* START RECORDS SUPPLIED *
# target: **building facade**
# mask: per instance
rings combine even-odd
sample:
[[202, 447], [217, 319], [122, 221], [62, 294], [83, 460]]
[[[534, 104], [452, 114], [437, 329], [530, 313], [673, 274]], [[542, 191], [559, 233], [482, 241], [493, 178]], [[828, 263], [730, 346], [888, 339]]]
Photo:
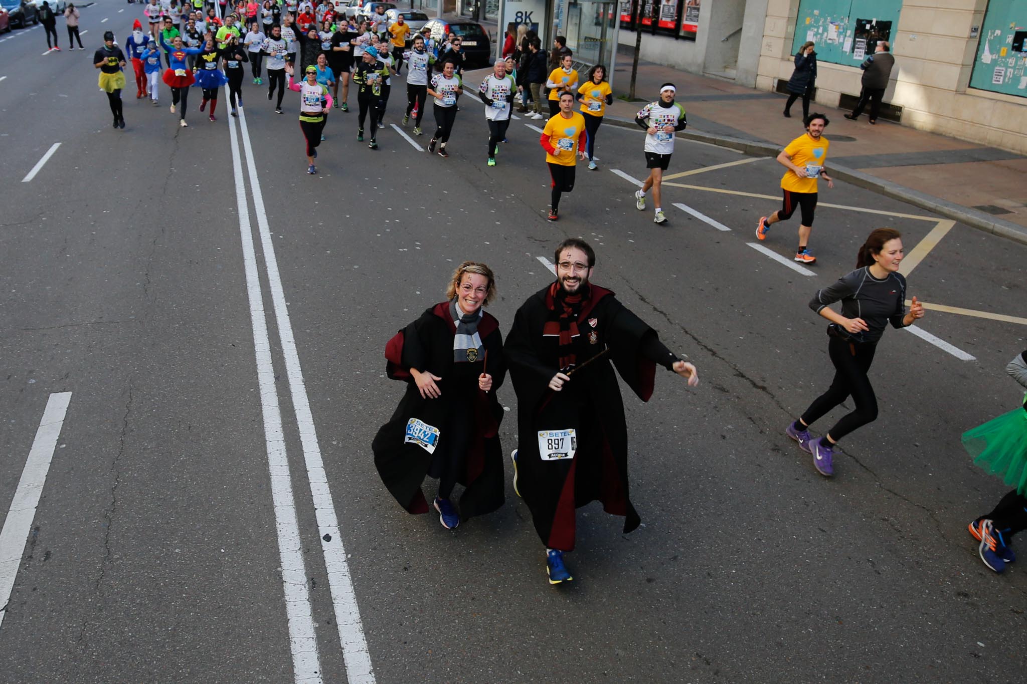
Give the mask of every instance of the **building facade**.
[[[1027, 154], [1027, 0], [701, 0], [693, 32], [681, 28], [689, 0], [673, 19], [665, 0], [641, 1], [664, 19], [643, 22], [643, 59], [775, 91], [812, 40], [815, 99], [832, 107], [854, 104], [860, 64], [887, 40], [884, 118]], [[619, 42], [635, 44], [623, 16]]]

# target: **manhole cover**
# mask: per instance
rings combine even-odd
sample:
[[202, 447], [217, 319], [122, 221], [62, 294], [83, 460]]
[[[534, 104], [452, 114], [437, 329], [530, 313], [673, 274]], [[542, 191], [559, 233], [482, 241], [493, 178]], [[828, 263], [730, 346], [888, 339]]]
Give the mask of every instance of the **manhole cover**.
[[994, 204], [979, 204], [978, 206], [971, 207], [972, 209], [977, 209], [978, 211], [983, 211], [985, 213], [990, 213], [993, 216], [1000, 216], [1003, 213], [1013, 213], [1009, 209], [1003, 209], [1000, 206], [995, 206]]

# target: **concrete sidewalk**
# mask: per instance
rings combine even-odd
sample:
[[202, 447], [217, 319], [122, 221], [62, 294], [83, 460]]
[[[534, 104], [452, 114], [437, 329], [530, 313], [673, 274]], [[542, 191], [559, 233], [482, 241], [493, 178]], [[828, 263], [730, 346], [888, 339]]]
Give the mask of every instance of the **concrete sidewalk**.
[[[632, 53], [622, 46], [613, 78], [616, 96], [626, 95], [631, 69]], [[649, 63], [639, 63], [636, 81], [636, 96], [643, 102], [614, 99], [607, 119], [627, 125], [668, 81], [676, 84], [688, 114], [685, 137], [776, 155], [803, 132], [801, 100], [787, 119], [785, 95]], [[845, 111], [813, 103], [810, 111], [831, 120], [827, 166], [836, 177], [1027, 243], [1027, 157], [884, 120], [872, 126], [866, 115], [848, 121]]]

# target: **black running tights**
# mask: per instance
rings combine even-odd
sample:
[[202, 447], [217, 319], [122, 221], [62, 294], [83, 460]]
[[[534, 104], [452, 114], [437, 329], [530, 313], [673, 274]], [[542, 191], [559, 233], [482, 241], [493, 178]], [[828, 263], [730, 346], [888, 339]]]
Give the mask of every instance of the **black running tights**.
[[813, 400], [802, 421], [811, 426], [835, 406], [845, 401], [849, 395], [855, 409], [846, 413], [827, 432], [837, 442], [857, 428], [877, 419], [877, 397], [870, 385], [867, 371], [874, 361], [875, 344], [848, 343], [840, 337], [828, 341], [828, 355], [835, 366], [835, 376], [828, 391]]
[[489, 119], [489, 157], [496, 156], [496, 148], [499, 143], [506, 137], [506, 129], [509, 128], [510, 120], [493, 121]]
[[452, 107], [442, 107], [439, 104], [432, 104], [435, 113], [435, 134], [432, 135], [436, 140], [446, 143], [449, 140], [449, 134], [453, 132], [453, 123], [456, 121], [456, 105]]

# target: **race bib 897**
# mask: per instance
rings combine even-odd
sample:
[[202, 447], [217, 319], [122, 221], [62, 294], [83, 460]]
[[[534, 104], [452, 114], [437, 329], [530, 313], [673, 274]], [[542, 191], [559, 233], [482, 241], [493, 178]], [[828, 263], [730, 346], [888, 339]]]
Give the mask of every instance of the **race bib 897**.
[[575, 451], [577, 451], [577, 435], [573, 428], [538, 431], [538, 455], [542, 460], [573, 458]]

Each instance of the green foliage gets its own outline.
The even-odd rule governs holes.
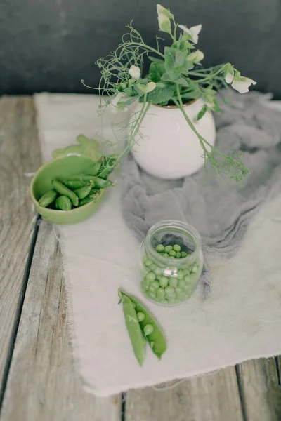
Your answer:
[[[169,8],[157,5],[157,9],[159,29],[169,33],[171,39],[170,46],[164,46],[164,53],[159,48],[162,39],[157,36],[157,48],[151,47],[145,44],[131,23],[127,25],[129,30],[123,35],[116,50],[96,62],[101,73],[98,88],[100,114],[113,104],[120,110],[131,105],[134,106],[136,102],[143,105],[140,111],[133,114],[131,122],[127,125],[129,132],[127,145],[119,158],[133,147],[135,138],[140,133],[141,123],[151,104],[176,104],[197,134],[205,160],[209,161],[216,171],[228,173],[230,178],[241,181],[248,171],[240,163],[239,156],[233,154],[226,156],[209,145],[187,118],[183,104],[200,98],[204,100],[204,105],[197,115],[197,120],[209,111],[220,112],[216,95],[221,87],[228,88],[225,80],[226,76],[228,75],[229,79],[232,75],[236,81],[242,83],[247,82],[247,78],[242,77],[230,63],[204,68],[199,62],[204,58],[203,53],[199,50],[192,51],[196,48],[195,42],[201,27],[187,29],[180,25],[178,28]],[[196,32],[195,36],[192,29]],[[148,74],[145,77],[138,77],[144,62],[148,59],[150,61]],[[124,138],[122,140],[123,142]]]

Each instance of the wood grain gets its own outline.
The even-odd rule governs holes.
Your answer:
[[[243,421],[234,367],[187,380],[166,391],[126,394],[126,421]]]
[[[119,421],[121,396],[95,398],[74,370],[62,256],[41,222],[1,421]]]
[[[16,332],[35,222],[30,178],[26,176],[40,165],[34,121],[32,98],[0,98],[0,390]]]
[[[281,385],[279,359],[251,360],[240,365],[247,421],[280,421]]]

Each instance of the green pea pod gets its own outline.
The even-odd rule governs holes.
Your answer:
[[[146,341],[144,340],[133,302],[121,291],[119,297],[123,304],[123,313],[133,352],[138,363],[142,366],[145,359]]]
[[[77,174],[76,175],[70,175],[67,177],[67,180],[79,180],[79,181],[89,181],[92,177],[94,177],[98,174],[101,166],[101,161],[98,161],[95,162],[93,166],[86,171],[86,173]]]
[[[58,193],[62,196],[66,196],[71,200],[72,205],[78,206],[79,199],[74,192],[68,189],[68,187],[65,186],[60,181],[58,181],[58,180],[53,180],[52,185]]]
[[[90,203],[90,201],[93,201],[95,200],[94,197],[92,197],[91,196],[87,196],[86,197],[84,197],[84,199],[82,199],[81,200],[79,200],[79,206],[83,206],[84,205],[86,205],[87,203]]]
[[[78,199],[84,199],[88,194],[90,193],[92,189],[93,185],[91,184],[86,185],[83,187],[80,187],[80,189],[77,189],[77,190],[74,190],[76,196]]]
[[[80,187],[86,186],[87,182],[81,181],[81,180],[67,180],[63,184],[69,189],[80,189]]]
[[[117,163],[116,155],[103,156],[100,168],[97,173],[98,177],[105,180],[115,169]]]
[[[49,190],[39,199],[38,203],[42,208],[46,208],[54,201],[57,196],[55,190]]]
[[[92,177],[91,180],[94,184],[96,189],[105,189],[105,187],[110,187],[110,186],[115,186],[116,181],[112,182],[110,180],[103,180],[100,177]]]
[[[120,291],[121,292],[121,291]],[[145,316],[144,319],[139,321],[139,324],[140,326],[141,331],[143,334],[145,335],[147,341],[148,342],[150,348],[155,354],[160,359],[163,354],[165,352],[166,349],[166,342],[165,337],[160,329],[159,326],[157,325],[157,322],[154,320],[151,314],[146,310],[142,305],[133,297],[127,295],[124,293],[121,293],[128,298],[131,300],[131,301],[136,305],[136,312],[143,313]],[[148,325],[151,325],[153,327],[153,330],[149,335],[145,334],[145,326]]]
[[[55,207],[61,210],[70,210],[70,199],[67,196],[60,196],[55,201]]]

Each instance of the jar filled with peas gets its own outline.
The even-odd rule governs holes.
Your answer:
* END RECORDS SUPPLIED *
AIM OF THE TASK. Please copy the lines word for word, from the line containing "Each instance of the jar" through the last line of the records, including both.

ANSWER TO THE TASK.
Each instance of the jar filled with peas gets its own outline.
The even-odd rule governs holes.
Your answer:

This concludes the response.